• **What the exercise asks**
What follows is a set of records; repeat all of them exactly.

## START Material provided

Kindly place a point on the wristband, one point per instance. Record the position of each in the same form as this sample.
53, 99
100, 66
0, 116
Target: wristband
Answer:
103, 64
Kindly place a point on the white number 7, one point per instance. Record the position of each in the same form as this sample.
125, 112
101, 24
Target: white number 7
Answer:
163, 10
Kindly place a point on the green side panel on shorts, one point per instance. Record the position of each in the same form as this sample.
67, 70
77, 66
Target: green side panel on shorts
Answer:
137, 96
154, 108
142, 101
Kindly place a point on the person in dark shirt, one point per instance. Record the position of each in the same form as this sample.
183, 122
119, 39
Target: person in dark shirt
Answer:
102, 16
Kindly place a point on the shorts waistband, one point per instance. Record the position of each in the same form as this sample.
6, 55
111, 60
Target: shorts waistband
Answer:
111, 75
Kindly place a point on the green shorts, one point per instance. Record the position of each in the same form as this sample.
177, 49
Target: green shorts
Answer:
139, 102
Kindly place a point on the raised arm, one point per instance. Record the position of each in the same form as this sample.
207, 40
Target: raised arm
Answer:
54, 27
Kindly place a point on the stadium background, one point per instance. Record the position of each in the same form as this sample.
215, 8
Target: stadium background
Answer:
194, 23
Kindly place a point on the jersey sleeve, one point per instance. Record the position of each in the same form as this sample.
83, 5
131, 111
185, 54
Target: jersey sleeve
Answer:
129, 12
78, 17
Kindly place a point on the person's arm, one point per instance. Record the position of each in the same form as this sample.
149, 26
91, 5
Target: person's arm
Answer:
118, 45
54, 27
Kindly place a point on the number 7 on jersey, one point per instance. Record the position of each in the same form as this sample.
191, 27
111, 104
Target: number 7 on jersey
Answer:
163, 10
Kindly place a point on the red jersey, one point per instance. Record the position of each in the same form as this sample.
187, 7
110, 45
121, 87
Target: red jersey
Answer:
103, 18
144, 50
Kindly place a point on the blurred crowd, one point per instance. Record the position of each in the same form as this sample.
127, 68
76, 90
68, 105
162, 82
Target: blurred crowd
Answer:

## END Material provided

• **Solution**
Kindly place a point on the wristband, one point per instance. Record the position of each in the same form as this sample.
53, 99
100, 66
0, 116
Target: wristband
Answer:
103, 64
Kindly place a point on the white number 7, one point per instance. Record the position of each in the same form as this sample.
125, 112
101, 24
Target: white number 7
Answer:
163, 10
Kindly place a point on the green side panel on shorts, one point per instance. Record the position of each in the same form as this sample.
67, 70
77, 66
Target: green side panel on shorts
Answer:
137, 96
154, 108
142, 101
Kindly place a point on the person in dark shirt, one point per instance. Record the position of each in the same form as this sample.
183, 122
119, 39
Target: person in dark shirt
Answer:
102, 16
Kindly place a point on the shorts waistband, one point per instance. Record the position of each in the same form as this sample.
6, 55
111, 60
Target: shorts waistband
Answer:
111, 75
Kindly place a point on the green shorts, one point per instance. Record the position of each in the same form as this sample.
177, 49
Target: green shorts
Answer:
139, 102
Kindly place a point on the raised arm, one point per instance. Record the position of each in the same form as this sample.
207, 40
Target: raised arm
Answer:
54, 27
Kindly place a point on the stadium background, one point per instance. Record the position of each in the same form as this sample.
215, 8
Target: stadium background
Answer:
194, 23
Kindly place a point on the jersey sleeve, one point per instance. Record the position of each in the same form as this sample.
83, 5
131, 111
185, 54
Target: jersey sleeve
Answer:
129, 12
78, 17
Kindly place a point on the person's arm, one point per instance. Record the position of each in the same form as this sample.
149, 26
91, 5
Target: person's arm
Answer:
118, 45
54, 27
Kindly place a point on the number 7 on jersey, one point per instance. Record the position of each in the same form as this sample.
191, 27
111, 104
Target: number 7 on jersey
Answer:
163, 10
Kindly place a point on the red jersey, one point per instance. Record the position of each in the same form as this sample.
187, 7
110, 45
121, 87
Target: red jersey
Answer:
103, 18
144, 50
Kindly place a point on the blurred crowd, one point per instance. Record the position of each in the same form as this sample.
127, 68
76, 90
68, 105
162, 82
Target: blurred crowd
Answer:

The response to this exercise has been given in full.